Copy the rows below word for word, starting at the line with "TARGET = coconut palm" and going up to and including the last line of the rows.

________

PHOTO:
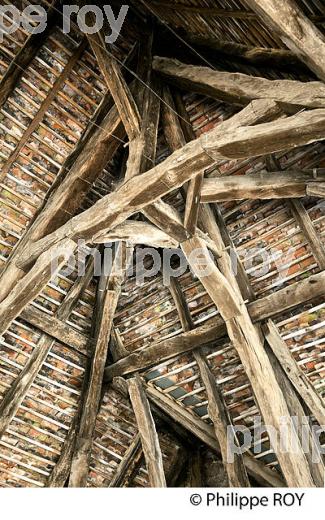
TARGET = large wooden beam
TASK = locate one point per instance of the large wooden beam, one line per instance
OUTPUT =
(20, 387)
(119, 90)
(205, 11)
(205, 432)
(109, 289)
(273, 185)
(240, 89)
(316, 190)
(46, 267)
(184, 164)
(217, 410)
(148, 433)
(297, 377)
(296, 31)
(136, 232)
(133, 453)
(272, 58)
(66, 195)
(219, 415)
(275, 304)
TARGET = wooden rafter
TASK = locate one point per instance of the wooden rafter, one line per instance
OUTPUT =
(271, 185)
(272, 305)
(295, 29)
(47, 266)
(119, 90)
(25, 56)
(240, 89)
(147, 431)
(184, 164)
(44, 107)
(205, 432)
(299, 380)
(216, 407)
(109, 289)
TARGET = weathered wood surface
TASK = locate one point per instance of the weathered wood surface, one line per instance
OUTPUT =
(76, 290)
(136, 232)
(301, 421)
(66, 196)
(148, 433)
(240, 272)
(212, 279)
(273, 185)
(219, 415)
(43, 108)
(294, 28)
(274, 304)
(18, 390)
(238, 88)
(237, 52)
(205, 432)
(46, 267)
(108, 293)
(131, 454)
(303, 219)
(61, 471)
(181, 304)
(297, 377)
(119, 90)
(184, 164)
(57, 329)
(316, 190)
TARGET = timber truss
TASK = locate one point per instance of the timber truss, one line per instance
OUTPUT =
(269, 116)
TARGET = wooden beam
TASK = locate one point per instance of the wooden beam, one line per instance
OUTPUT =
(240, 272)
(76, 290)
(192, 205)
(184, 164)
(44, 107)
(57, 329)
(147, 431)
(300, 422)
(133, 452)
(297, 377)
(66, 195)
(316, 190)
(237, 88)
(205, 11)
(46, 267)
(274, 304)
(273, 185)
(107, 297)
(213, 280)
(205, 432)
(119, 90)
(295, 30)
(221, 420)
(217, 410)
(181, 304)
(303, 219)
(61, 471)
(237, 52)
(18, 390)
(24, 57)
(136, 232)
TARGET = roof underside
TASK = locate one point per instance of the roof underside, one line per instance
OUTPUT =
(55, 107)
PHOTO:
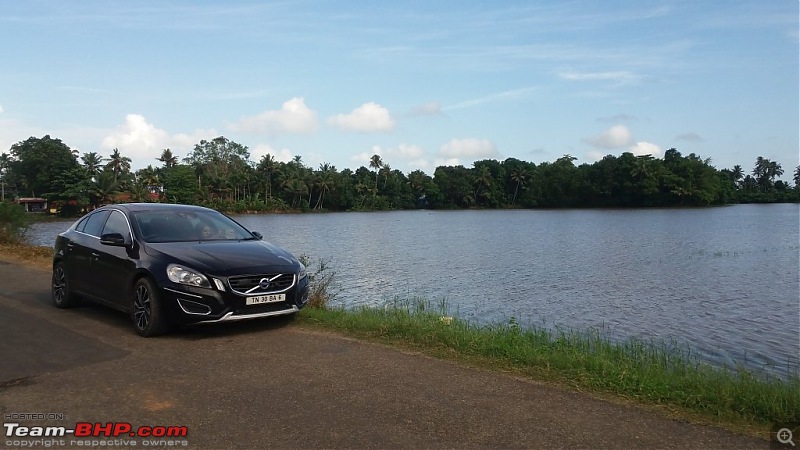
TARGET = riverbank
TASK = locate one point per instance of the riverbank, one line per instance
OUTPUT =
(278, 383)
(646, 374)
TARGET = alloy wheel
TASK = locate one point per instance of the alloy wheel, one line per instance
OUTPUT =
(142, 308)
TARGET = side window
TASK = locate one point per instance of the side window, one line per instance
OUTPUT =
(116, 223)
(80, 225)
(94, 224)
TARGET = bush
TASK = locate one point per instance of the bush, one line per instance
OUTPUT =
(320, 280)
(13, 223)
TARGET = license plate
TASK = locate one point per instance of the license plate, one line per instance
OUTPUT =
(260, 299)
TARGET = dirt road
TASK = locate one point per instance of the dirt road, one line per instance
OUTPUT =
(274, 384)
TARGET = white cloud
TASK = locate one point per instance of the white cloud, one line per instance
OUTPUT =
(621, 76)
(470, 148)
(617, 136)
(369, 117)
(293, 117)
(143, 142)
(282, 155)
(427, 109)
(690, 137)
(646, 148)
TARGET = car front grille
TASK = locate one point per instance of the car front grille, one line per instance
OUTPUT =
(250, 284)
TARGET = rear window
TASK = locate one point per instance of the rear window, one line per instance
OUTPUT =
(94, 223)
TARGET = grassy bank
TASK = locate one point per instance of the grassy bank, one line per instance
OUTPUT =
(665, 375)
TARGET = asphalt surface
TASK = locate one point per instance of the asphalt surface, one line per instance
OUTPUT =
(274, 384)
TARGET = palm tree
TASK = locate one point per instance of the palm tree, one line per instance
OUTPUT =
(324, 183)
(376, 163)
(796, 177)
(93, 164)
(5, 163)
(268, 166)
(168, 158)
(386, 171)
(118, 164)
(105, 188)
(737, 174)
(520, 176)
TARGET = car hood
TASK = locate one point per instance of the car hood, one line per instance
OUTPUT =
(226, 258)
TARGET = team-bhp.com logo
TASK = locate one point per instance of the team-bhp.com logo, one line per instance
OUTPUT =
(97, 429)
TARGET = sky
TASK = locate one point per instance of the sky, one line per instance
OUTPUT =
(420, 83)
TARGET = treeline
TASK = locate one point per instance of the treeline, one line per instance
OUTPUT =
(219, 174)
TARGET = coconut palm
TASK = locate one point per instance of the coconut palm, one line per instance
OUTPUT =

________

WRITTEN ANSWER:
TARGET = coconut palm
TASK = locate one point per instance of the coconut palm, one line per instance
OUTPUT =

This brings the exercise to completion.